■ Task brief ■
Pull out the lines below that begin with the one containing "Outline the person" and end with the one containing "top-left (413, 260), bottom-right (698, 301)", both included, and reproduce them character for character.

■ Supplied material ■
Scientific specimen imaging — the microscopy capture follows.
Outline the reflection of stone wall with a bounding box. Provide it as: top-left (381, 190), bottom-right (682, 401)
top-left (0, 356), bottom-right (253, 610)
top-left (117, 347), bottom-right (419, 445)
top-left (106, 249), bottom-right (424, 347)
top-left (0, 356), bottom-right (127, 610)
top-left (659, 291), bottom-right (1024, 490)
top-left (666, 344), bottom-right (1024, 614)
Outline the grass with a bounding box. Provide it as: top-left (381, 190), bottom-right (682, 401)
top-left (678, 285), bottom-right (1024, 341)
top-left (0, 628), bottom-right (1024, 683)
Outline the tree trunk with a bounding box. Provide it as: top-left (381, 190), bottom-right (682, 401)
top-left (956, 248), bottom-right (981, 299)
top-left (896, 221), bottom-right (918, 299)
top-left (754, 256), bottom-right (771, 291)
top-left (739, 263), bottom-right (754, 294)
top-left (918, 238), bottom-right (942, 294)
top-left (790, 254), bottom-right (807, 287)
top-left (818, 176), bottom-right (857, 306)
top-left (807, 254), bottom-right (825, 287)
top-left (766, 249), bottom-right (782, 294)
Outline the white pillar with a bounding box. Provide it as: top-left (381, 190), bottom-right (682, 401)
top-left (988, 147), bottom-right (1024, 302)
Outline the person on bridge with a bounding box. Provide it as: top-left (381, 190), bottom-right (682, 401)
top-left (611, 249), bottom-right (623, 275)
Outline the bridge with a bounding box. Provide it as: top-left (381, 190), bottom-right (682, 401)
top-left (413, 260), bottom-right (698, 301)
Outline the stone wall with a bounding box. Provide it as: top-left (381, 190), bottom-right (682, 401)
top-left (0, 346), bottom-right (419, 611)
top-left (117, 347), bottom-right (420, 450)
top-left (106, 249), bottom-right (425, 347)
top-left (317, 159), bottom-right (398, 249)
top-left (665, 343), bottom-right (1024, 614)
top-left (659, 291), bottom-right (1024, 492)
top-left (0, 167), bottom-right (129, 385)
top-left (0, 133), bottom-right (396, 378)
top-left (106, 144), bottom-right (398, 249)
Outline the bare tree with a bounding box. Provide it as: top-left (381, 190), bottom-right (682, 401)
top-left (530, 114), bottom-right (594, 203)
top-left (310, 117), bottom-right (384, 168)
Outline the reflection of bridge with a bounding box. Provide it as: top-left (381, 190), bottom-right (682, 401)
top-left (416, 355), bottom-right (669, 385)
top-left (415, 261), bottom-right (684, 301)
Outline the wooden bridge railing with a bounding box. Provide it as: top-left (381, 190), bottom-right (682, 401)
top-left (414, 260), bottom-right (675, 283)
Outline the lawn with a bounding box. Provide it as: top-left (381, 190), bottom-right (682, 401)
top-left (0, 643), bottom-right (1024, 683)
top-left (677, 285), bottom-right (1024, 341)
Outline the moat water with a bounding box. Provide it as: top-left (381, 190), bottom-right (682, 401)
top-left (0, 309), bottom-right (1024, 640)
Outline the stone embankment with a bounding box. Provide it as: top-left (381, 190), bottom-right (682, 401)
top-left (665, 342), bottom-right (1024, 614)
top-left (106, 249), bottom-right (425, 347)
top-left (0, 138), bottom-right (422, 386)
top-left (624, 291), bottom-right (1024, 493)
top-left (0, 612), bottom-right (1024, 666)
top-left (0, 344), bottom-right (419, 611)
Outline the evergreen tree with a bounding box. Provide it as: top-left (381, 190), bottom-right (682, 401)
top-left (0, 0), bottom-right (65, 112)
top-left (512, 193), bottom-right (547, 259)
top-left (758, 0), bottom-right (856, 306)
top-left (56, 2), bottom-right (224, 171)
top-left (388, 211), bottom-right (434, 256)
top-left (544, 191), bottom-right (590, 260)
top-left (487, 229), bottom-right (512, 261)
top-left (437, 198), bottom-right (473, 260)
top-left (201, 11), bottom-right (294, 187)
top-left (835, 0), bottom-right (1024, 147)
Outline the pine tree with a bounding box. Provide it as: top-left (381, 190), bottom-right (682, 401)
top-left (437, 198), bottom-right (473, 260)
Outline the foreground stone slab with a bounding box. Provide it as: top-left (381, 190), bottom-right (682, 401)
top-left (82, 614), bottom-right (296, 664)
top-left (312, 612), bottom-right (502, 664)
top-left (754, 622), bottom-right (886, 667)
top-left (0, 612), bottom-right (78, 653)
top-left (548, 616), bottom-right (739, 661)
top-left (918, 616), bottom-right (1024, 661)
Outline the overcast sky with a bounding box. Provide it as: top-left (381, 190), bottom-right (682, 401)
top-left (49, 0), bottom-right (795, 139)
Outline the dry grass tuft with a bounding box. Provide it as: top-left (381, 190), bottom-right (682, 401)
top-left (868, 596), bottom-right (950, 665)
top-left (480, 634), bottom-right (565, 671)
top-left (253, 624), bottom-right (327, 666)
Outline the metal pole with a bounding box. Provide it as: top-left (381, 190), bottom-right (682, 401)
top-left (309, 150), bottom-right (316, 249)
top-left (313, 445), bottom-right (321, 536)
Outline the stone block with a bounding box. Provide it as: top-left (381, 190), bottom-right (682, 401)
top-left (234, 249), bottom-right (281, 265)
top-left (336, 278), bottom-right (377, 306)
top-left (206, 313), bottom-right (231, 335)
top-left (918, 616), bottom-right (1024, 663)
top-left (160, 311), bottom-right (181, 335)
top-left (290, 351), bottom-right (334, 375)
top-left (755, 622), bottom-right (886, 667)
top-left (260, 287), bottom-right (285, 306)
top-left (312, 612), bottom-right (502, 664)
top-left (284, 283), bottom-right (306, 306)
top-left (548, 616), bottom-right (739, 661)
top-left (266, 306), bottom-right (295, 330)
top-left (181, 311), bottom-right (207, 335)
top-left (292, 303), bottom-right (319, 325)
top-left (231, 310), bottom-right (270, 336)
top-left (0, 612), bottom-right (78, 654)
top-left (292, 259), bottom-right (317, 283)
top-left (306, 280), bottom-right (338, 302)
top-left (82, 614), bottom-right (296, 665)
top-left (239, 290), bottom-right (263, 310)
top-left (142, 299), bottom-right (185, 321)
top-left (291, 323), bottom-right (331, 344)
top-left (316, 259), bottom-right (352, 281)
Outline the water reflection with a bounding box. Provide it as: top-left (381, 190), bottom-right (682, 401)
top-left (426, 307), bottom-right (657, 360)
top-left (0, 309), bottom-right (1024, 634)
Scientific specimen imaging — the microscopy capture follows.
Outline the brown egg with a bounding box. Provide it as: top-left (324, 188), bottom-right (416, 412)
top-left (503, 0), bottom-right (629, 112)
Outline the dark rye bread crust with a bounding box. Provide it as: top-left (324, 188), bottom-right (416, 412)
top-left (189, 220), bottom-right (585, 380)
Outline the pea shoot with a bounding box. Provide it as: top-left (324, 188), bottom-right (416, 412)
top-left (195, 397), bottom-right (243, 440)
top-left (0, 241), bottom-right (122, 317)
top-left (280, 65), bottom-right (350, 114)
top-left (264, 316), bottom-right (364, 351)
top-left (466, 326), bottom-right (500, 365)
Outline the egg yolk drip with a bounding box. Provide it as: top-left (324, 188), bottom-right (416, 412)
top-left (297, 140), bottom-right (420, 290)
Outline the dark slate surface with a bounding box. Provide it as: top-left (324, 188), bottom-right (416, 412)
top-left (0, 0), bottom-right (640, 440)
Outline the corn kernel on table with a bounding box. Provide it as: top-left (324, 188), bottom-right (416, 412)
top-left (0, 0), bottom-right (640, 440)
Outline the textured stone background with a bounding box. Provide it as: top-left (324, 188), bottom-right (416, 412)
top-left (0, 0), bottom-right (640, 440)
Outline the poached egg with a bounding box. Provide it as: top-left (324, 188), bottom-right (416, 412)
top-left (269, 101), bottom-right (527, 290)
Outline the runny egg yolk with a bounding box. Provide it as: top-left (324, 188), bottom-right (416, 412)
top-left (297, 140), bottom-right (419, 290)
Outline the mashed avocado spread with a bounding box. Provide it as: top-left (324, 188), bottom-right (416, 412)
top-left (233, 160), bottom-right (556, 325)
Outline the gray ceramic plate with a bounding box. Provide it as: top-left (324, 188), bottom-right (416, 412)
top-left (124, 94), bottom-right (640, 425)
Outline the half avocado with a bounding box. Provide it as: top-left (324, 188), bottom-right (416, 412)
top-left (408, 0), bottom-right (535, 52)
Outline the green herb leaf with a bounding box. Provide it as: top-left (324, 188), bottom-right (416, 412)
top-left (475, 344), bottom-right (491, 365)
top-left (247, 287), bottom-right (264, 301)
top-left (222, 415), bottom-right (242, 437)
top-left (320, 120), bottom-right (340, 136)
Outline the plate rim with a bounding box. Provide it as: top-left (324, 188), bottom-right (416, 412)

■ Answer in full ■
Outline the person on bridge with a bounding box. Provide it as: top-left (381, 190), bottom-right (682, 401)
top-left (611, 249), bottom-right (623, 275)
Outline the bridge with a bounding box. Provide it as: top-left (381, 190), bottom-right (682, 401)
top-left (413, 260), bottom-right (698, 301)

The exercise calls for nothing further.